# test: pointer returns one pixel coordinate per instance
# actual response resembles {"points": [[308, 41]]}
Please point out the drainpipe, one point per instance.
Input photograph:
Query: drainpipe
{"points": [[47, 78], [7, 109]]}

┄┄┄┄┄┄┄┄┄┄┄┄┄┄┄┄┄┄┄┄

▸ **Task details**: Reproduce every one of the lines above word for word, with nothing added or changed.

▸ **Exercise output**:
# test: pointer returns one pixel coordinate per instance
# actual response resembles {"points": [[308, 41]]}
Please point out the drainpipe, one point per instance.
Input photograph:
Query: drainpipe
{"points": [[47, 78], [7, 109]]}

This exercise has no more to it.